--- Start ---

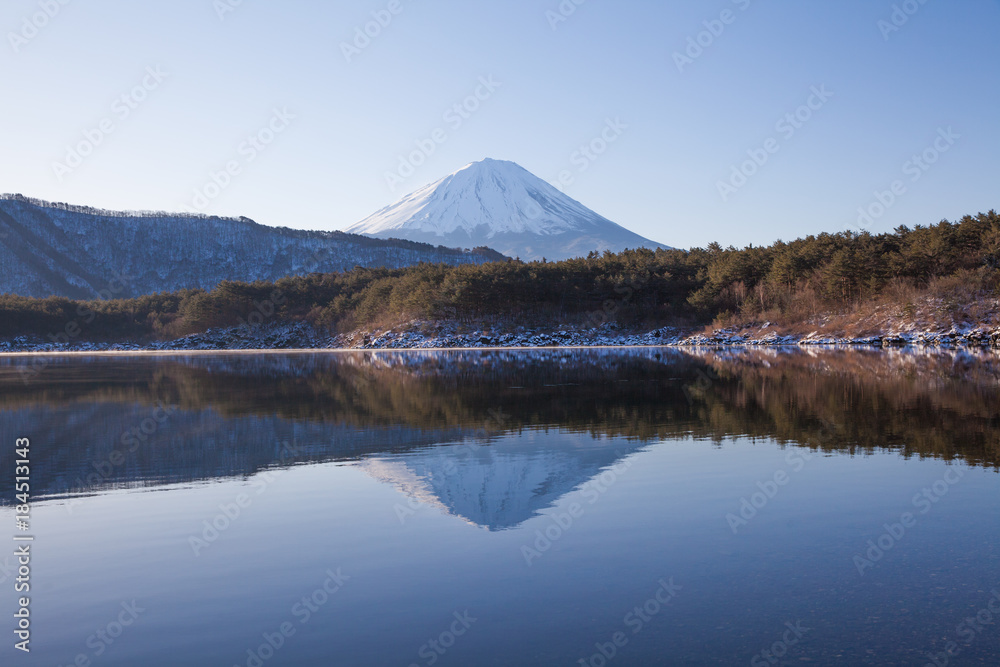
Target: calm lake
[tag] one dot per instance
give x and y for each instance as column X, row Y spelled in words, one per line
column 550, row 507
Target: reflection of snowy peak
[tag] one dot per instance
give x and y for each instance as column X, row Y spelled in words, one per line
column 504, row 482
column 499, row 204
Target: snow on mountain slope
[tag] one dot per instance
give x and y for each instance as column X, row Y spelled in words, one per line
column 84, row 253
column 501, row 205
column 501, row 483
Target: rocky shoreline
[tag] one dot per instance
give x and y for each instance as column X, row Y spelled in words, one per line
column 444, row 336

--- End ---

:: Required task ::
Copy the rows from the very beginning up to and including the line with "column 550, row 507", and leave the pictures out of your copy.

:: Task result ::
Target: calm lake
[tag] one dot per instance
give x and y for each instance as column X, row Y spelled in words, one per line
column 550, row 507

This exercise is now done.